◆ Problem to solve
Format the stretch of lines from the one containing "Where can the navy work" through the one containing "(1189, 283)" as a numbered list, leaving out any blank lines.

A block of data:
***
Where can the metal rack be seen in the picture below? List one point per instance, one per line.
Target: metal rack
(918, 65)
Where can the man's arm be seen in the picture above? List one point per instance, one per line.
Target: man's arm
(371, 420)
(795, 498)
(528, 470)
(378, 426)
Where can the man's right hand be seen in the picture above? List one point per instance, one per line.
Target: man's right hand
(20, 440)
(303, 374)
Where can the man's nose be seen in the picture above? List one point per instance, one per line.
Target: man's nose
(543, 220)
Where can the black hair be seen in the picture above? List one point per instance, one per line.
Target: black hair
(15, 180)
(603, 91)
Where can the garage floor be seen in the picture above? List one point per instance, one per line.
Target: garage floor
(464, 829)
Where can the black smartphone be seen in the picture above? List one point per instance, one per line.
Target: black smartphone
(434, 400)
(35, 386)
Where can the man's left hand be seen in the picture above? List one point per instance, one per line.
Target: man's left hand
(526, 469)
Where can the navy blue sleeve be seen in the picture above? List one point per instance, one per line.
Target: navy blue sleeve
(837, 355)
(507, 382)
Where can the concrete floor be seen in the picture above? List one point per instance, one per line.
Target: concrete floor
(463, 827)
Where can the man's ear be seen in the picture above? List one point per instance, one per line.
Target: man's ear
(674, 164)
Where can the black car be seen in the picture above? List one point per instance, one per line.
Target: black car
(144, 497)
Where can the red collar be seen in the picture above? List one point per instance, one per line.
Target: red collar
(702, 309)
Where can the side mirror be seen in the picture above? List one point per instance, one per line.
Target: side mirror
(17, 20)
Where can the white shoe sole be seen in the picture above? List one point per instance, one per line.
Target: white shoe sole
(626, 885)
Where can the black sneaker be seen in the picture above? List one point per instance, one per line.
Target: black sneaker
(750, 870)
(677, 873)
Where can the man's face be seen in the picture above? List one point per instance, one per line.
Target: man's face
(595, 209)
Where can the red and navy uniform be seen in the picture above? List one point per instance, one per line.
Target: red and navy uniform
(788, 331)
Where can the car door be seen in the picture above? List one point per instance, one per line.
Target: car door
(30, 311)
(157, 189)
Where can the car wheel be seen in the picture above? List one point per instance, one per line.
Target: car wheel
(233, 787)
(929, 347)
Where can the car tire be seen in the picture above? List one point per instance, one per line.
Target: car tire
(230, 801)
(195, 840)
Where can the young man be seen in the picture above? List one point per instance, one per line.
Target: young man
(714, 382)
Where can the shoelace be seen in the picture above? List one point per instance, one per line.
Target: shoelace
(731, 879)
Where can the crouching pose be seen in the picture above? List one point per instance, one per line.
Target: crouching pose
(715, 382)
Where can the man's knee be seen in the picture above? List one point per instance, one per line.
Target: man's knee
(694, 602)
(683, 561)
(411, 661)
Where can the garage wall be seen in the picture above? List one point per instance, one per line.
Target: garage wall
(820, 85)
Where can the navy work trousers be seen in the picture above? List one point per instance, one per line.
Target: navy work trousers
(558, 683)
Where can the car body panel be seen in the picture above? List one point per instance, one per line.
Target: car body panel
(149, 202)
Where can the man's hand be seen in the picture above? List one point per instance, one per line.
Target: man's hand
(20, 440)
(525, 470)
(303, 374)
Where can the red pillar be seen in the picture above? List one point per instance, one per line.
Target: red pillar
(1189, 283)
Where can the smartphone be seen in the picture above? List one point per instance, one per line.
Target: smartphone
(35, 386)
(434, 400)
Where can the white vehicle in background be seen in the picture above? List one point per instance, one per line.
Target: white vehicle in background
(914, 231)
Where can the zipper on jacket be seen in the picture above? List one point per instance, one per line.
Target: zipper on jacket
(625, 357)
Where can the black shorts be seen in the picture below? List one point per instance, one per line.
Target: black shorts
***
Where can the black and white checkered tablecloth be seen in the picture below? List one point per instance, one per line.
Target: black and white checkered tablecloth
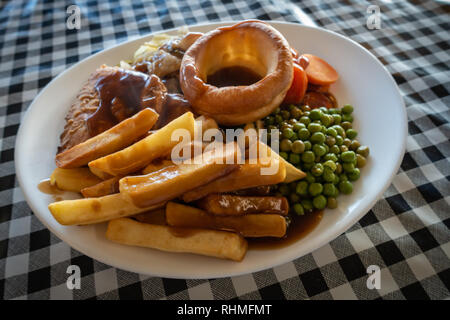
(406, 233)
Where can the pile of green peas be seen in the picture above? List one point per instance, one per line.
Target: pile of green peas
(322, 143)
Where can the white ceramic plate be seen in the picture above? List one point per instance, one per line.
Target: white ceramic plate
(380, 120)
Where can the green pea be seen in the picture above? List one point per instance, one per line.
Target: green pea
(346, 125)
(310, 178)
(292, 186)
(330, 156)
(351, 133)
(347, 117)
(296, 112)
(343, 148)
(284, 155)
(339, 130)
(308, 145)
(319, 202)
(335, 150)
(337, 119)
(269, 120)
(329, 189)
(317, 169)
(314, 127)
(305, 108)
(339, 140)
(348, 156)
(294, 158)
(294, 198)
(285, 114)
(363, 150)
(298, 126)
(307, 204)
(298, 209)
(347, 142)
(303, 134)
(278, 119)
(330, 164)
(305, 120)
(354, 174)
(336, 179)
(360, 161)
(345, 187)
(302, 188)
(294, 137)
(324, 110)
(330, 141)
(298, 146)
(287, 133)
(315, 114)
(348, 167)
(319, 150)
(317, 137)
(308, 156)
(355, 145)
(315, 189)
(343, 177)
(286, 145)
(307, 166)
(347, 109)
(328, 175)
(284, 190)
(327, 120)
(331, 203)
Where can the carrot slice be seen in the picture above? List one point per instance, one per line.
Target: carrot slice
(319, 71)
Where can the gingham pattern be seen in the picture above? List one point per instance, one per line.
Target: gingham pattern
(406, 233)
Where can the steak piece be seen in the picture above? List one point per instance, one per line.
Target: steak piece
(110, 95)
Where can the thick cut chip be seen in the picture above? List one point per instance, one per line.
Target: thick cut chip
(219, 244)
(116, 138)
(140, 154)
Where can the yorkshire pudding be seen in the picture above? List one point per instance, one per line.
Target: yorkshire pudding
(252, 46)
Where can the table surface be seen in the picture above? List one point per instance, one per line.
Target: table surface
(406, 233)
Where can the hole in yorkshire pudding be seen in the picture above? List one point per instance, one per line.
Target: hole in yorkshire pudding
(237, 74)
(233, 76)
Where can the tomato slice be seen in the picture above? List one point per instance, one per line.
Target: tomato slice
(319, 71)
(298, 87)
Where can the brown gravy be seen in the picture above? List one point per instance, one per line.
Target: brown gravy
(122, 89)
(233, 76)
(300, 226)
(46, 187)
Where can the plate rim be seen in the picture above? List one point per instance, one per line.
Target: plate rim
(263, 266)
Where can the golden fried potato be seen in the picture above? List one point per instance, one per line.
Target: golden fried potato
***
◆ Task response
1. Where can the navy work trousers be seen in the picture above? List one point per instance, one per line.
2. Target: navy work trousers
3. (558, 683)
4. Where can the car body panel be seen in the picture above? List one point per instance, one per line.
5. Target: car body panel
6. (149, 202)
7. Where can the man's hand be seen in the picture above? List one point per instance, one per line.
8. Target: man's hand
9. (20, 440)
10. (525, 470)
11. (303, 374)
12. Where can the red pillar be seen in the picture above? List one point per instance, one per line.
13. Target: red pillar
14. (1189, 283)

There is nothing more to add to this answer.